━━━━━ TEXT BLOCK ━━━━━
There's an old bit of doggerel about a disliked person named Dr. Fell, with which I have taken the following liberties:

I do not like thee, Doctor Frist
For reasons much too long to list
In '06 you're gone, and won't be missed
I do not like thee, Doctor Frist.

MBF Watch: Wal-Mart Dumps "America" Book 

We know what you want, yes sir and/or ma'am. Better than you do, in fact. And we protect you from things you want but really shouldn't:

(via WaPo)
LITTLE ROCK, Ark. - Wal-Mart canceled an order for a best-selling book by Jon Stewart and the writers of "The Daily Show" after executives learned that it contained a photo of nine naked, aged bodies, each with the superimposed head of a Supreme Court justice.

"We were not aware of the image that was in the book (when Wal-Mart ordered it) and we felt the majority of our customers would not be comfortable with it," said Wal-Mart Stores Inc. spokeswoman Karen Burk. "We offer what we think our customers want to buy. That just makes good business sense."

The chain is offering the book on its Web site. Burk said the store's online customers are a "different audience" and that the company wanted to give an option to people looking to buy the book from Wal-Mart.

Its all about the oil painting! 

Bush to visit Saudi Arabia to secure purchase of really expensive French oil painting of naked ladies! Developing...
━━━━━ DATASET ENTRIES ━━━━━
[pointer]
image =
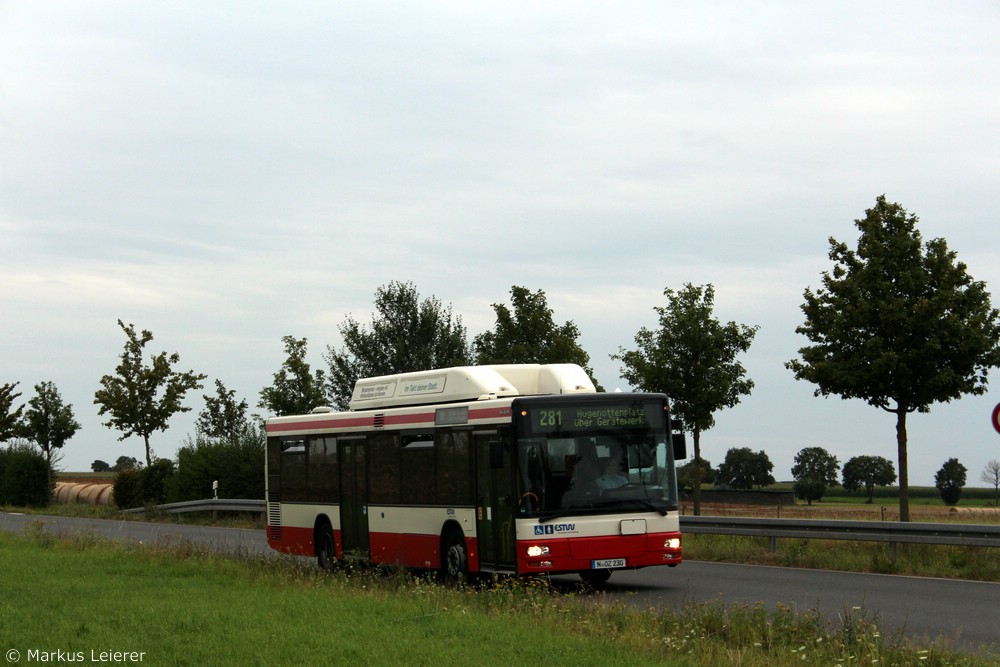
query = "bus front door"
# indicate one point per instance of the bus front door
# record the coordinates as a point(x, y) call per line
point(494, 508)
point(353, 498)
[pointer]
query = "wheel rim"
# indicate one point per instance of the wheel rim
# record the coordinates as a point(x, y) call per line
point(455, 559)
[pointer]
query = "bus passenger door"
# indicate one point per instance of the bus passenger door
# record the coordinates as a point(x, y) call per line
point(494, 507)
point(353, 497)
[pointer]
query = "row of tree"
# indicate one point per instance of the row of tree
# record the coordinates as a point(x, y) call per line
point(897, 323)
point(816, 470)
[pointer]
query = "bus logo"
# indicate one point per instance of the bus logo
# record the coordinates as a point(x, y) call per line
point(551, 529)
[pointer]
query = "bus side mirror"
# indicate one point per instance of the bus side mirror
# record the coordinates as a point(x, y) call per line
point(496, 454)
point(678, 439)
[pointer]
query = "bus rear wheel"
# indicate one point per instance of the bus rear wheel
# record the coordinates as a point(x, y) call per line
point(454, 557)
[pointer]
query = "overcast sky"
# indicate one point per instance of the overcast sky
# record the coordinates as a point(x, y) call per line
point(224, 174)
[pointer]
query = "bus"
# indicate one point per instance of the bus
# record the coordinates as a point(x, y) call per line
point(520, 469)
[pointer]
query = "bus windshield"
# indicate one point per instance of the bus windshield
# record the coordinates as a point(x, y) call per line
point(629, 472)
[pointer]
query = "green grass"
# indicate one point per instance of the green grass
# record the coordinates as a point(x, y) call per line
point(927, 560)
point(181, 605)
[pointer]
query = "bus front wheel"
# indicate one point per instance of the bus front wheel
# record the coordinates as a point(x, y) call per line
point(325, 555)
point(454, 557)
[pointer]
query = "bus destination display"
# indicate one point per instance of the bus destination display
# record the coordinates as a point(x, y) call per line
point(595, 417)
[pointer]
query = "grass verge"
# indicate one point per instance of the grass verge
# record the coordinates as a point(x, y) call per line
point(81, 595)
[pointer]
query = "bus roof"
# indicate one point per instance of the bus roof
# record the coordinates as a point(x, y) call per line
point(469, 383)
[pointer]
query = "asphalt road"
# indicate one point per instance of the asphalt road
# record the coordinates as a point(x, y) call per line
point(964, 613)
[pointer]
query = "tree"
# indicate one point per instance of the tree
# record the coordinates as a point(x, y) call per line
point(24, 476)
point(814, 471)
point(406, 334)
point(898, 324)
point(816, 463)
point(296, 389)
point(686, 475)
point(222, 417)
point(744, 469)
point(692, 359)
point(949, 480)
point(991, 475)
point(529, 335)
point(9, 417)
point(47, 422)
point(869, 472)
point(124, 463)
point(140, 399)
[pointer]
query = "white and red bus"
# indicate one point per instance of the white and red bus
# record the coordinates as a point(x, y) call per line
point(521, 469)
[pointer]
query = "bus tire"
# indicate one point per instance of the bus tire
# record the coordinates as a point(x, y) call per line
point(454, 557)
point(326, 556)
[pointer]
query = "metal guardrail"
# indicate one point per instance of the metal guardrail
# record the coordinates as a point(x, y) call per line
point(890, 532)
point(209, 505)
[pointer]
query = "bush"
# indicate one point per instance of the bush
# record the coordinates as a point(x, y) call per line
point(24, 477)
point(144, 486)
point(128, 485)
point(237, 465)
point(810, 489)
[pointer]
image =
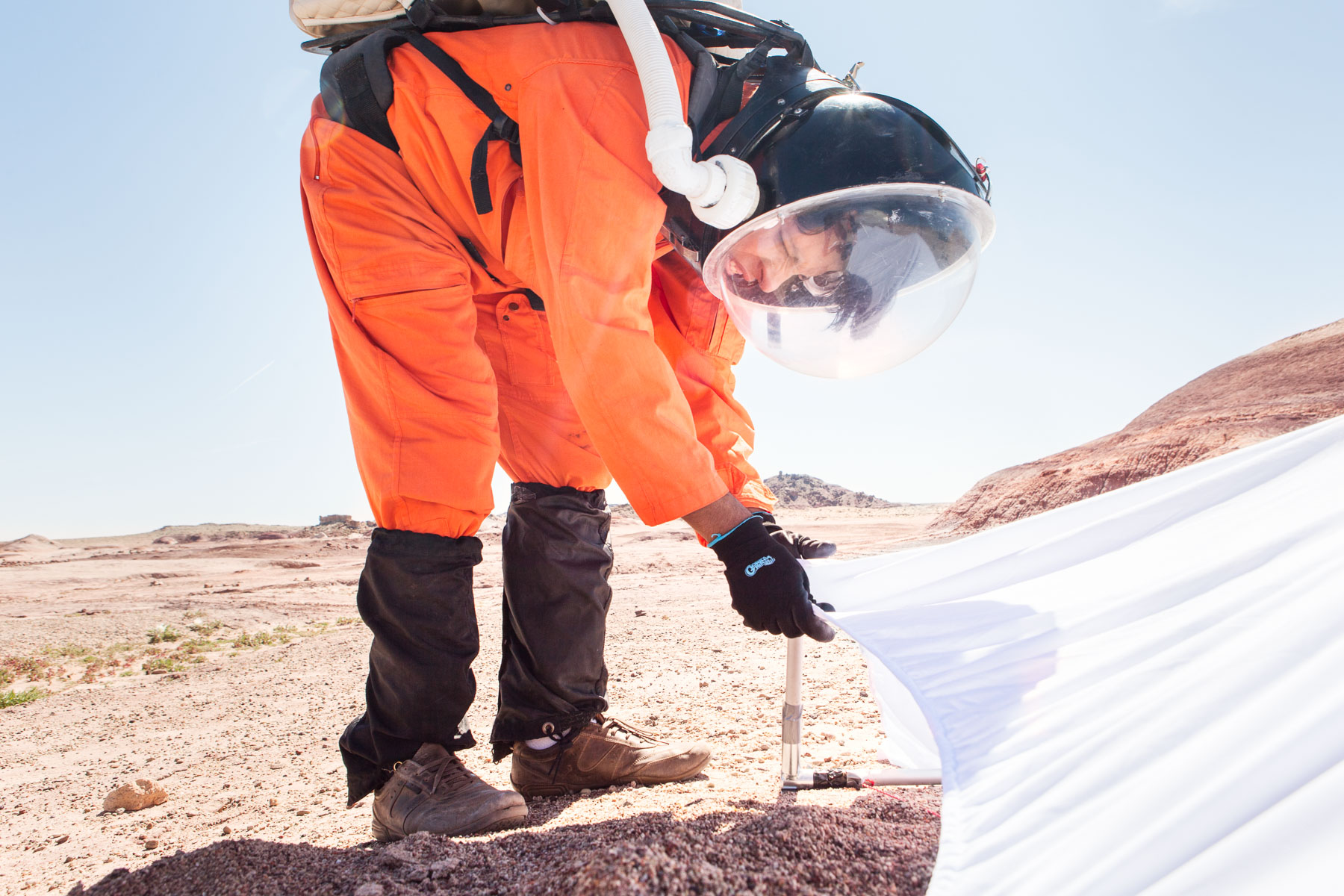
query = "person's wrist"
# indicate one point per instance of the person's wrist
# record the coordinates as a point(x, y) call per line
point(718, 517)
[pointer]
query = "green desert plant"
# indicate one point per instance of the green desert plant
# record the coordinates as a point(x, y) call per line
point(163, 633)
point(16, 697)
point(161, 665)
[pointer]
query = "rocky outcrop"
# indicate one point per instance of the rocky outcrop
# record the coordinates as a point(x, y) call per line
point(801, 491)
point(1275, 390)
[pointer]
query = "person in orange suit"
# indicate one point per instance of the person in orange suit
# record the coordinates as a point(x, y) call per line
point(517, 302)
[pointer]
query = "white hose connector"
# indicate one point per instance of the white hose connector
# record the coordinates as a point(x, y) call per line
point(724, 191)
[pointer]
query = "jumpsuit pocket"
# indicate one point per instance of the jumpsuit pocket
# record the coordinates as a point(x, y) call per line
point(526, 336)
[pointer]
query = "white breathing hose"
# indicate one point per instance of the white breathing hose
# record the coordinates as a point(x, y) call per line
point(724, 190)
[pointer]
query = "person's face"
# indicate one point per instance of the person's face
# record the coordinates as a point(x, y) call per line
point(769, 258)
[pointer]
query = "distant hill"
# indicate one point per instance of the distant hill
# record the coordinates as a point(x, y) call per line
point(1275, 390)
point(801, 491)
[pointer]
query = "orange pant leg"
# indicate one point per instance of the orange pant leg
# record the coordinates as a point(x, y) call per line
point(542, 438)
point(418, 388)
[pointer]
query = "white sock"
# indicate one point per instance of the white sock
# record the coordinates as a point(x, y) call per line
point(549, 741)
point(544, 743)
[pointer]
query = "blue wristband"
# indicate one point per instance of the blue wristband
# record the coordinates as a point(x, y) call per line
point(719, 538)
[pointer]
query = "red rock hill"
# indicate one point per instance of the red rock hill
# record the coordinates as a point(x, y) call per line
point(1275, 390)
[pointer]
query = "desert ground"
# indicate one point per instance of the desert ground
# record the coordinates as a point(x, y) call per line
point(222, 662)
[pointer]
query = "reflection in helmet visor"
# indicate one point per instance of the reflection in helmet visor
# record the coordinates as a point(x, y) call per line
point(855, 281)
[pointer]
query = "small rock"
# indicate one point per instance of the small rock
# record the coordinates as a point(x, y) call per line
point(444, 867)
point(143, 794)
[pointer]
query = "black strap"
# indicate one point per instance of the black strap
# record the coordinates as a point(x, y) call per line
point(358, 89)
point(502, 127)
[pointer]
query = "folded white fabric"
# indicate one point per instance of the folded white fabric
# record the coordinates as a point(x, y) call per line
point(1136, 694)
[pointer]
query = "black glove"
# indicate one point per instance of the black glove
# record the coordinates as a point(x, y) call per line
point(768, 585)
point(800, 546)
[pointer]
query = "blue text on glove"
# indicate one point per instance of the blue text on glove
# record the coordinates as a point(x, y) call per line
point(756, 567)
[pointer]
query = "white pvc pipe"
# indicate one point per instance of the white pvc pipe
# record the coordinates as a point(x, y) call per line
point(724, 190)
point(791, 735)
point(900, 777)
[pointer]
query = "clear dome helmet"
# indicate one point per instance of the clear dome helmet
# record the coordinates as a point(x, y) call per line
point(868, 233)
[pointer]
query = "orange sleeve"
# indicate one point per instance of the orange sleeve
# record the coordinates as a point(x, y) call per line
point(594, 217)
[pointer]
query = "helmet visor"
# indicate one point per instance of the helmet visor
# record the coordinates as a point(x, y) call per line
point(855, 281)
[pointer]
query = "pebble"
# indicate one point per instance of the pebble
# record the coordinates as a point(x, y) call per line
point(143, 794)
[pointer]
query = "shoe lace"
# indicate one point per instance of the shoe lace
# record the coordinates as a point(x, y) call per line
point(624, 729)
point(447, 768)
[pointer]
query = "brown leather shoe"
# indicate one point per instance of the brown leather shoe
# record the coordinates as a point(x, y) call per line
point(603, 754)
point(435, 791)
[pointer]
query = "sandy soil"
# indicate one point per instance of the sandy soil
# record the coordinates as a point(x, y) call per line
point(258, 665)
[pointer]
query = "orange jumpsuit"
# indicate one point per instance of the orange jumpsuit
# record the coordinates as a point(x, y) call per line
point(625, 374)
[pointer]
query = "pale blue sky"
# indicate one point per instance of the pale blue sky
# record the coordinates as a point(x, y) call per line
point(1166, 180)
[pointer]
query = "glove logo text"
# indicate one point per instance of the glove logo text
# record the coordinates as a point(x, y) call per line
point(756, 567)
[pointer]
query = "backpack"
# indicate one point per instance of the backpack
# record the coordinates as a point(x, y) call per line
point(356, 85)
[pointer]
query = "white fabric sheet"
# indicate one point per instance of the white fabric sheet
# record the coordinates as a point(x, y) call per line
point(1136, 694)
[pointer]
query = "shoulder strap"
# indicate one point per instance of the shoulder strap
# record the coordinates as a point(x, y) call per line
point(358, 92)
point(502, 127)
point(358, 87)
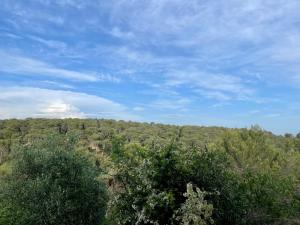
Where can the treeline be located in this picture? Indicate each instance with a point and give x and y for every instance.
(83, 172)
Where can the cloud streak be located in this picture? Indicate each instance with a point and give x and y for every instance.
(22, 102)
(25, 66)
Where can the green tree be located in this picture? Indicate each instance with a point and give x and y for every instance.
(50, 184)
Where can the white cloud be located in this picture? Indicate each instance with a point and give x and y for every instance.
(25, 66)
(22, 102)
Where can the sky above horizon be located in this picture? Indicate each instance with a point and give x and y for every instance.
(232, 63)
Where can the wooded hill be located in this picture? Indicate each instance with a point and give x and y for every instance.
(166, 174)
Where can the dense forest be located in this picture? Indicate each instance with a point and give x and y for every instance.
(96, 171)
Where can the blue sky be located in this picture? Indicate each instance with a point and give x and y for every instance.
(228, 63)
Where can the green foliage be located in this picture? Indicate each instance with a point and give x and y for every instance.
(51, 184)
(195, 210)
(239, 176)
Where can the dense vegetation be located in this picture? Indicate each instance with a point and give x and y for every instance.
(140, 173)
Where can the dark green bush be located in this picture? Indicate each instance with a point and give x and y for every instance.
(51, 184)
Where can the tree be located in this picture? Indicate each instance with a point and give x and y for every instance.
(50, 183)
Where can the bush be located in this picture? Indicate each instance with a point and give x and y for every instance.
(52, 184)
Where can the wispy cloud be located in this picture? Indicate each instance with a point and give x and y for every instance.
(22, 102)
(25, 66)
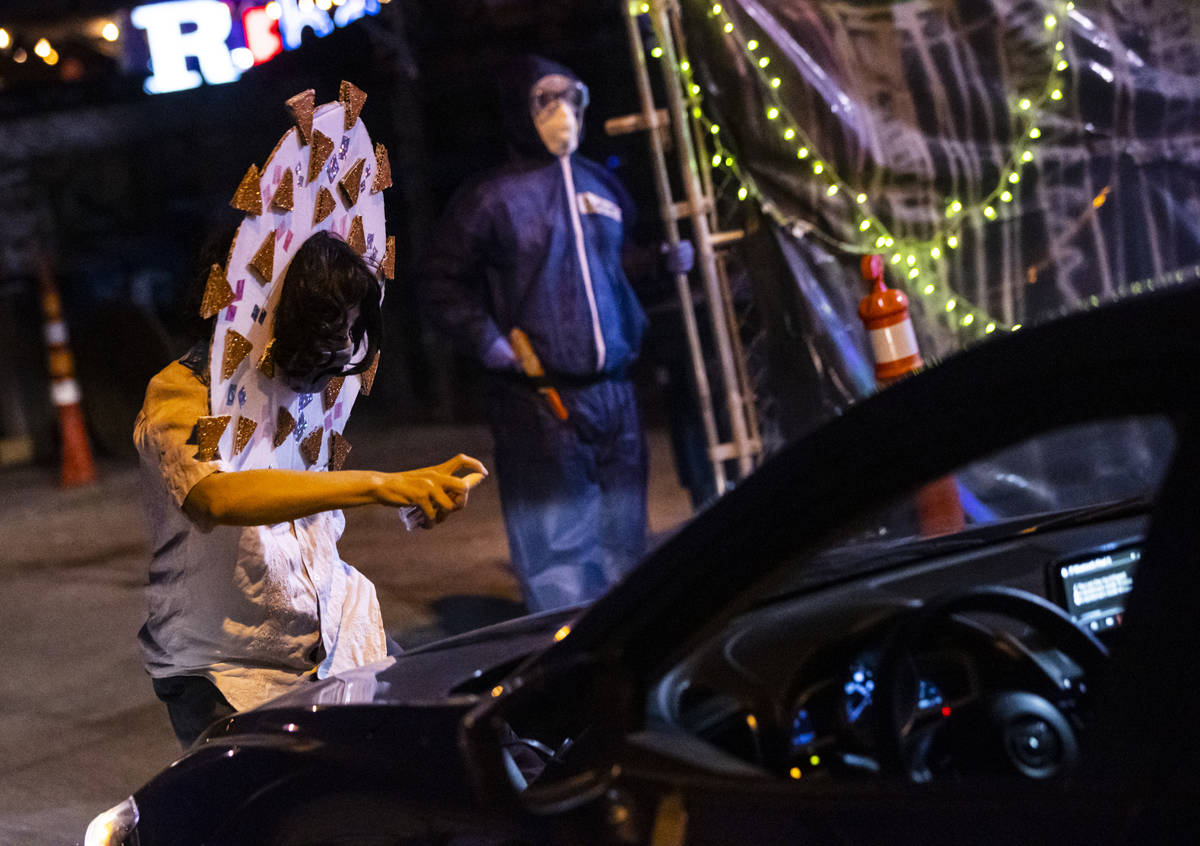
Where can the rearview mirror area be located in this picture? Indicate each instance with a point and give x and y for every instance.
(549, 741)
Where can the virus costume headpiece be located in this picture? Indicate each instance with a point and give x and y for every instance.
(324, 174)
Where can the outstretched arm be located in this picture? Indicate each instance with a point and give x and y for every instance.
(265, 497)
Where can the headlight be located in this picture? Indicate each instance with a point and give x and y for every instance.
(112, 827)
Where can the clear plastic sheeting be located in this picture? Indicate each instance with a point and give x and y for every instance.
(1012, 160)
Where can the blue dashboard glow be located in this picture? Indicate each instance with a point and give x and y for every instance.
(802, 729)
(928, 696)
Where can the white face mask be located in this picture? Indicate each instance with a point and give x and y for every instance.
(557, 105)
(559, 130)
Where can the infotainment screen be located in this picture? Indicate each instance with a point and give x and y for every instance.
(1093, 589)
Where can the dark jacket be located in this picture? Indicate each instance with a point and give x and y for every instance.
(507, 252)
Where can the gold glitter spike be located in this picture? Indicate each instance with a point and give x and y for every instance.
(283, 425)
(357, 239)
(333, 388)
(324, 205)
(310, 448)
(389, 259)
(264, 259)
(353, 97)
(283, 199)
(237, 349)
(383, 171)
(241, 437)
(249, 196)
(208, 435)
(318, 155)
(352, 181)
(267, 361)
(217, 293)
(300, 108)
(339, 449)
(367, 377)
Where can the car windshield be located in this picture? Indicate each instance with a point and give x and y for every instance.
━━━━━
▶ _TASK INSTRUCTIONS_:
[a] Return, word for word, the part of the blog post on Frist and Wal-Mart that opens with the words containing "MBF Watch: Wal-Mart" and closes with "Supreme Court justice.".
[b] Resume the blog post on Frist and Wal-Mart, picking up right after its last sentence.

▶ _WRITTEN RESPONSES_:
[a]
MBF Watch: Wal-Mart Dumps "America" Book 

We know what you want, yes sir and/or ma'am. Better than you do, in fact. And we protect you from things you want but really shouldn't:

(via WaPo)
LITTLE ROCK, Ark. - Wal-Mart canceled an order for a best-selling book by Jon Stewart and the writers of "The Daily Show" after executives learned that it contained a photo of nine naked, aged bodies, each with the superimposed head of a Supreme Court justice.

[b]
Or something like that. Rumor details via: Rubber Hose


Yankees Join Ranks of Reality-Based Community 

No team in major league baseball had ever lost the first three games of the playoffs and come back to tie the series.

Needless to say, no team had ever done the above and then won the pennant.

Buncha Massachusetts Liberals (hell, I don't know their politics, I'm just naming them honorary members of the club) just did precisely that. My favorite observation so far, for a couple of reasons:

(via Backslider at Atrios)
Overheard in Hell a few minutes ago:

First Demon: "Man, where'd all this fucking snow come from?"

Second Demon: "Sox finally beat the Yankees. Dude, just be glad the Cubs didn't do shit this year, or we'd really be in for it."
So now we wait to see if the Red Sox get to play the Astros or Cardinals for the misnamed World Series. Much as I detest anything connected to Texas at the moment, I'm still a Cub fan. Don't ask me to call this one.

The Bambino is now at peace, that curse is dead. Maybe we can finally kill off the damn billy goat next year.

Wednesday, October 20, 2004

Goodnight, moon 

Had a nice experience getting off the train tonight in Philly—said "Good work!" to a young lady carrying some Joe Hoeffel signage.

Then shared my slogan with her: "It takes a village to stomp a weasel." She liked it, and then she gave me a bright yellow Hoeffel sticker, which I promptly decorated my laptop bag with.

And so to bed.

UPDATE Bush is going to be in Crawford on Saturday (via Atrios).

I wonder if He'll be preparing a surprise for Sunday or Monday?

Bush blows off the AARP 

And hiding behind the skirts of one of his many enabling women, sends Leadfoot instead:

The 35 million-member AARP invited Bush and Democratic rival Sen. John Kerry to speak at the Las Vegas meeting. Kerry, who opposed the Medicare law, is on Thursday morning's schedule, AARP spokesman Steve Hahn said Tuesday.

The Bush campaign said it is dispatching first lady Laura Bush to the AARP meeting. The campaign did not immediately explain why the president would not attend even though he will be in Las Vegas, slated to speak at a GOP campaign rally.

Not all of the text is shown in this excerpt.